Only the lines from the line containing "the lattice steel" to the end of the entries, both included, belong in your answer, and each must match exactly.

> Records from a data source
----------------
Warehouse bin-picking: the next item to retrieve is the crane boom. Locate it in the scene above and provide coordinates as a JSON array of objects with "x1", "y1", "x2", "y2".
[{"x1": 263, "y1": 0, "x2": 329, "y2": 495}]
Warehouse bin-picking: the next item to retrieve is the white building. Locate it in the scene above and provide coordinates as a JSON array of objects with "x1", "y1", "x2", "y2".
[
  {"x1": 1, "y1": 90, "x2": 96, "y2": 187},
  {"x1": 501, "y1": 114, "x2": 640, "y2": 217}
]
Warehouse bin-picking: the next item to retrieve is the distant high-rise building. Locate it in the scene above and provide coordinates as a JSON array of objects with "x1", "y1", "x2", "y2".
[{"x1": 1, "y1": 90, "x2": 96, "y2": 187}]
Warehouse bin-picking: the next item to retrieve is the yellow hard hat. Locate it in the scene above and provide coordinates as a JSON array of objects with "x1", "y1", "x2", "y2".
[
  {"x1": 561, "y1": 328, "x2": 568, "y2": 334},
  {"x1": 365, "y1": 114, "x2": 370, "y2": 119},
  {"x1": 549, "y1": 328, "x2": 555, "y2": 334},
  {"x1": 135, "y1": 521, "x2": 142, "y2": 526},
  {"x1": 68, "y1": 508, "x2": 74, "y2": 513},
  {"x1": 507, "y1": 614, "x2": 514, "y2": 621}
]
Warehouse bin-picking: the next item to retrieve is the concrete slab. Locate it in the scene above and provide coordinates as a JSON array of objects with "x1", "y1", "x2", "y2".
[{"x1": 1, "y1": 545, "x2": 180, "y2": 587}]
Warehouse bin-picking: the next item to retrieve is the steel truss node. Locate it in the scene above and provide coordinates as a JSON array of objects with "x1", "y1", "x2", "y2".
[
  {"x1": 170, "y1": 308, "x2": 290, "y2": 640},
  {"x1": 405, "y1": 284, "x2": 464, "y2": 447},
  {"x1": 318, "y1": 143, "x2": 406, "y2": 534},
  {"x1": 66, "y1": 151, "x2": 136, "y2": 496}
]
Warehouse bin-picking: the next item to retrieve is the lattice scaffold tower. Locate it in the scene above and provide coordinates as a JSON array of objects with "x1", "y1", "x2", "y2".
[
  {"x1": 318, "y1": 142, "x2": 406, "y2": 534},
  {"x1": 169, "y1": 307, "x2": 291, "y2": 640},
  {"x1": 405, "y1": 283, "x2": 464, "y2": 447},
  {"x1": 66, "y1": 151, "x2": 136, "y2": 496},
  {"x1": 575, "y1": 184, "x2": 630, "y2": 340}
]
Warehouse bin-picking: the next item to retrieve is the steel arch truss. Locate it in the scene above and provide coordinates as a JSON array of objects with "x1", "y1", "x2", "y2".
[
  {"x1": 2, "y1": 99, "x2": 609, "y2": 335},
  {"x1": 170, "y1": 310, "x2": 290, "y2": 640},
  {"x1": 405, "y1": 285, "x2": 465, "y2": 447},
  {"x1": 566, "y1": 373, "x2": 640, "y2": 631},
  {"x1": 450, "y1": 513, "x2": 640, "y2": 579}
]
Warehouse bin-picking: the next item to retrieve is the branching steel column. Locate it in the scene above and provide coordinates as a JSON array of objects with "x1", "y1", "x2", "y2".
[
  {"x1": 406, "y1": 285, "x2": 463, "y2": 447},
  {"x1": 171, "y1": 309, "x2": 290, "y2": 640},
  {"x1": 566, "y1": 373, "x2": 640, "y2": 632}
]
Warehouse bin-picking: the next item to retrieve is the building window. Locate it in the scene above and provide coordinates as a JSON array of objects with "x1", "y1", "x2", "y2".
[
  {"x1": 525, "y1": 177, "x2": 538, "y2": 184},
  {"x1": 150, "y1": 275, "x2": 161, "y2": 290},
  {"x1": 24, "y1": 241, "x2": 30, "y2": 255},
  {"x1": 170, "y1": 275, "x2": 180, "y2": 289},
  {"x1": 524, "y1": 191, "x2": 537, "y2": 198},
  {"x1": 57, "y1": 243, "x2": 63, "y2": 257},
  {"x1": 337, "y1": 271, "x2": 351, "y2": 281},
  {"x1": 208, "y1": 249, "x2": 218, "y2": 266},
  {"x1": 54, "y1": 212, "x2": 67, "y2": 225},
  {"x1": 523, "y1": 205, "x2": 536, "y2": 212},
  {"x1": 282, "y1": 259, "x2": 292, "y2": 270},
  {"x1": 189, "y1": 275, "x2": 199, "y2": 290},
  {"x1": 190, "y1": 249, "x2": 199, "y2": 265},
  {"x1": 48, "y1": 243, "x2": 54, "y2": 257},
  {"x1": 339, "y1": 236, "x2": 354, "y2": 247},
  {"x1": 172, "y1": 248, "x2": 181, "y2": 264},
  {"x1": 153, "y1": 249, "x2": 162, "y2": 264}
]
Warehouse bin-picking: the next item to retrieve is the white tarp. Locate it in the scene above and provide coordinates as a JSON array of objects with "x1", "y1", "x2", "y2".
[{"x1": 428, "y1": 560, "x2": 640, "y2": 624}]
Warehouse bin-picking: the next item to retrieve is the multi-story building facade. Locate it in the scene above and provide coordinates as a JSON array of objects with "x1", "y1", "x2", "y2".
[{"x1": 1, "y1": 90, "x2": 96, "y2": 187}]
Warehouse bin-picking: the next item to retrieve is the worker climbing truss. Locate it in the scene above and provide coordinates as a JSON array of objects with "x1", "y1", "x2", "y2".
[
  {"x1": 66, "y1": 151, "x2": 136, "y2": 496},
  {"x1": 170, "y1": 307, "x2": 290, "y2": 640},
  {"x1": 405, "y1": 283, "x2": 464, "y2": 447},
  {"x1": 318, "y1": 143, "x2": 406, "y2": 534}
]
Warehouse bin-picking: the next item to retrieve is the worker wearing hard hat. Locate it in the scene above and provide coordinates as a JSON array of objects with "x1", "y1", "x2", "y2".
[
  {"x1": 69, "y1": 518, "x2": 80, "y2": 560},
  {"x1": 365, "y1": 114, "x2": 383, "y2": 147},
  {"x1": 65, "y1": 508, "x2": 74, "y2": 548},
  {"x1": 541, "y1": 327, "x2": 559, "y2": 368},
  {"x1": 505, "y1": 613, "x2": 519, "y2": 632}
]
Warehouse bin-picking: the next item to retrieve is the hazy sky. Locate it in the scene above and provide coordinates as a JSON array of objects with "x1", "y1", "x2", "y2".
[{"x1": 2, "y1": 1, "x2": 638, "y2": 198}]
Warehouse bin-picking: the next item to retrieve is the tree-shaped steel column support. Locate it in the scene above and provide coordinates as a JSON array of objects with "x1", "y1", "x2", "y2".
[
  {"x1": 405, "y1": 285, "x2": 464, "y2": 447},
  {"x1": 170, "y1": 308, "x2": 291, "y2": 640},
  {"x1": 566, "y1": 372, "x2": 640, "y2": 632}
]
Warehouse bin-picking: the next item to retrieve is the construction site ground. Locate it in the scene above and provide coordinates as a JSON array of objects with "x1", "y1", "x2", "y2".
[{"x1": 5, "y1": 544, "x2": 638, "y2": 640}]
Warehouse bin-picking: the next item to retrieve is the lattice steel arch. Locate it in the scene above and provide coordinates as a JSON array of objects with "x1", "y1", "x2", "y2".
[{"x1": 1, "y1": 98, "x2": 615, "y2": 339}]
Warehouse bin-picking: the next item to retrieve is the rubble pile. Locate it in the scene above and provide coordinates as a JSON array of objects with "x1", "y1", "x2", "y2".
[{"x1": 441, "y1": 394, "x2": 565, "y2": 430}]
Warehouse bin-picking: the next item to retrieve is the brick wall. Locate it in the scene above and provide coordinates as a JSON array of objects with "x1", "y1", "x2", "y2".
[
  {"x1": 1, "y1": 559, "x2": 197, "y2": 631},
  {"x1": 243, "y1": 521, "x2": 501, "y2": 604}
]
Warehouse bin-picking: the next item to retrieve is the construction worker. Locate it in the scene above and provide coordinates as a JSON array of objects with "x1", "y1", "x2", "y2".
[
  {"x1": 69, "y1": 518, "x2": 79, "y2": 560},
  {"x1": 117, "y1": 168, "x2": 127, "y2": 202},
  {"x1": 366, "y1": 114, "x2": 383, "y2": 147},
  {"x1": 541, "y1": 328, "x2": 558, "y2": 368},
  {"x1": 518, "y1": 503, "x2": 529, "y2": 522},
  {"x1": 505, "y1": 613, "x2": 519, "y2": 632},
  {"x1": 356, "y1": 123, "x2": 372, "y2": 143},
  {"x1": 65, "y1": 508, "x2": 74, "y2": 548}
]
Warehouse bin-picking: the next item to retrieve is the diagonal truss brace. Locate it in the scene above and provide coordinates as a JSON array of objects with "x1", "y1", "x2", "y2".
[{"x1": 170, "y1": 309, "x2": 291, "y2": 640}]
----------------
> Answer to the exercise
Warehouse bin-picking: the next item to retrieve is the lattice steel arch. Locate it in the scene above and provide coordinates as a JSON array of objects with "x1", "y1", "x2", "y2".
[{"x1": 1, "y1": 98, "x2": 615, "y2": 339}]
Warehouse bin-picking: the next item to retrieve is the rubble pile. Locate it in the scene above and provide coordinates as a JSON array of objects with "x1", "y1", "x2", "y2".
[{"x1": 441, "y1": 394, "x2": 565, "y2": 430}]
Warehouse bin-picking: the next item to retrieve is the brick wall. Locate it in the scene above and provide coordinates as a JSON array of objects with "x1", "y1", "x2", "y2".
[
  {"x1": 1, "y1": 559, "x2": 197, "y2": 631},
  {"x1": 243, "y1": 521, "x2": 501, "y2": 604}
]
Warehouse bin-picking: the next item to retrieve is the construction worker. Locate it in the scene above and provide coordinates as a JSON array of objects with "x1", "y1", "x2", "y2".
[
  {"x1": 69, "y1": 518, "x2": 79, "y2": 560},
  {"x1": 117, "y1": 168, "x2": 127, "y2": 202},
  {"x1": 366, "y1": 114, "x2": 383, "y2": 147},
  {"x1": 541, "y1": 328, "x2": 558, "y2": 368},
  {"x1": 518, "y1": 503, "x2": 529, "y2": 522},
  {"x1": 505, "y1": 613, "x2": 519, "y2": 632},
  {"x1": 356, "y1": 123, "x2": 372, "y2": 143},
  {"x1": 65, "y1": 508, "x2": 74, "y2": 548}
]
Warehouse bin-picking: the next item to retrieve is the diagonal truss brace. Locate it in the scene above and provide coordinates as a JSON array of objects with "x1", "y1", "x2", "y2".
[{"x1": 170, "y1": 309, "x2": 291, "y2": 640}]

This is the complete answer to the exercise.